§ **DO THIS**: Edit the lines below by replacing "thickest part" with "widest part" wherever it occurs, changing nothing else. Leave the pictures out of your answer.

§ **Items from a dataset**:
[START]

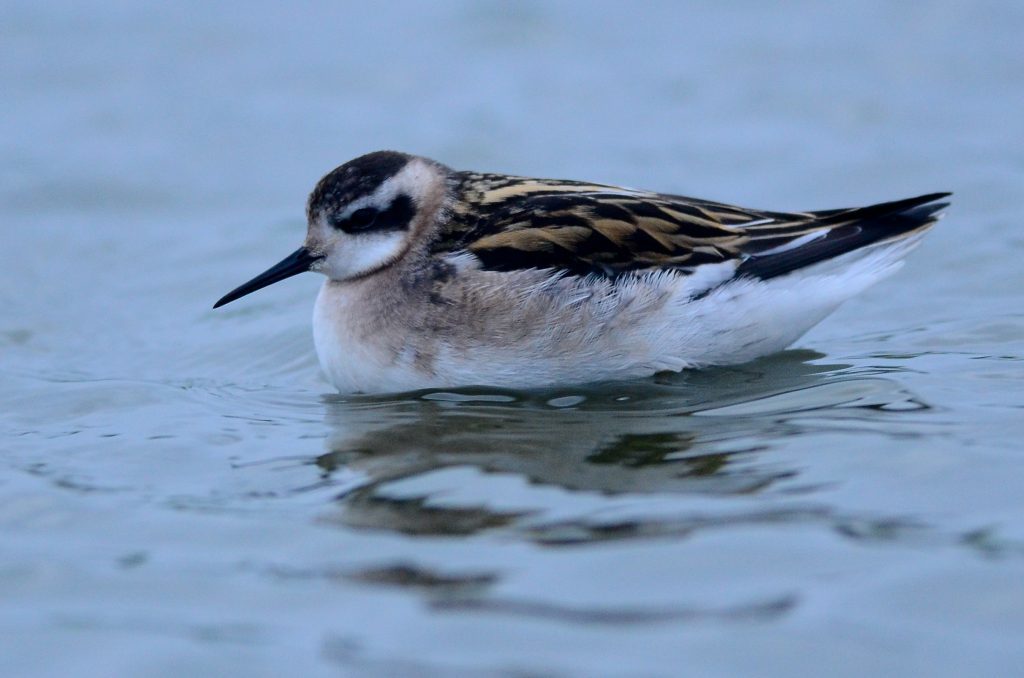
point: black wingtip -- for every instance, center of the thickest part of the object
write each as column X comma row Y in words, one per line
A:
column 848, row 230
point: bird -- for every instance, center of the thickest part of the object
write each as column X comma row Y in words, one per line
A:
column 443, row 279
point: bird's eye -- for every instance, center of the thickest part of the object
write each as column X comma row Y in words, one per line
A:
column 363, row 218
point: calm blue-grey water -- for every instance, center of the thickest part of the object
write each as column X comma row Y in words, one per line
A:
column 181, row 494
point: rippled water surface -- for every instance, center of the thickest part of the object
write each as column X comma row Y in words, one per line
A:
column 181, row 494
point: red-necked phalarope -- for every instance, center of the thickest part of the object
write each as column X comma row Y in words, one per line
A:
column 439, row 279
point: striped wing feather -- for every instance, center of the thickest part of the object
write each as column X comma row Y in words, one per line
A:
column 584, row 228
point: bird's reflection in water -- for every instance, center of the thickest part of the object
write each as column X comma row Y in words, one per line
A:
column 696, row 433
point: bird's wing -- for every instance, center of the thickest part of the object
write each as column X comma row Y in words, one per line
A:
column 509, row 223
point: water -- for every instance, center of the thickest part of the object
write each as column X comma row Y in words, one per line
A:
column 180, row 493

[END]

§ **THE SOLUTION**:
point: black wingtip -- for every instance, center of the widest part of the object
write each as column X comma row Y in words, one per line
A:
column 848, row 230
point: bird -- for every instance, center of the widest part of the object
write each as column X comma row Y in words, one per line
A:
column 443, row 279
point: bird's eye -- for every instance, center of the widest part of the object
write each as column X comma row Y in words, one per line
A:
column 363, row 218
point: calm blue-grey water -- for every instance, center of the widest part of the object
write each as column X comma row Y in words, one per line
A:
column 181, row 494
point: rippled water surface -- for every instance, center of the widest part of the object
write each as column X comma row Y in words, one per line
A:
column 181, row 494
point: red-necked phalarope -- for every instance, center of the widest part of the object
write each as column X comma row Y in words, one per line
A:
column 439, row 279
point: striped wing feather -- for every instance, center of the widest part of the object
write each as column X comma row Y in words, one per line
A:
column 584, row 228
point: bird's reflection in water -- for every instance, center of the widest part of the object
write each as column X comma row Y in words, one per line
A:
column 696, row 433
point: bird's wing -- for every instance, center of the widest part of the object
write each as column X comma row Y in words, one per line
A:
column 509, row 223
point: water -- for every instance, center of the widest part of the object
write each as column X comma row Y in words, one per line
A:
column 180, row 493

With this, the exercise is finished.